▸ Problem statement
Repeat exactly the lines from the line containing "Annotate the lake" to the last line of the listing, including both.

______________________________

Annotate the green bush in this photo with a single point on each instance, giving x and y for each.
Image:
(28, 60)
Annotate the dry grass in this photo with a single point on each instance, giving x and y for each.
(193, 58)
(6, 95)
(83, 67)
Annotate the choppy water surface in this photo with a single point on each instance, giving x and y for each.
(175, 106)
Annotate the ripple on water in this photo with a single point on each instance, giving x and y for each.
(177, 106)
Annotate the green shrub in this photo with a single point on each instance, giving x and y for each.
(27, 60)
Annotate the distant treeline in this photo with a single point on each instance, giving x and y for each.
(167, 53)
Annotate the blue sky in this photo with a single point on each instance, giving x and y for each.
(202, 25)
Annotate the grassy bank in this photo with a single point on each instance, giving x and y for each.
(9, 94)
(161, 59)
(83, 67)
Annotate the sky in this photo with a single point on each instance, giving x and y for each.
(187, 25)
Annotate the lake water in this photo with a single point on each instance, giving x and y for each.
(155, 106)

______________________________

▸ Solution
Annotate the lake water in this photo with a single point on each instance, giving x and y for each.
(155, 106)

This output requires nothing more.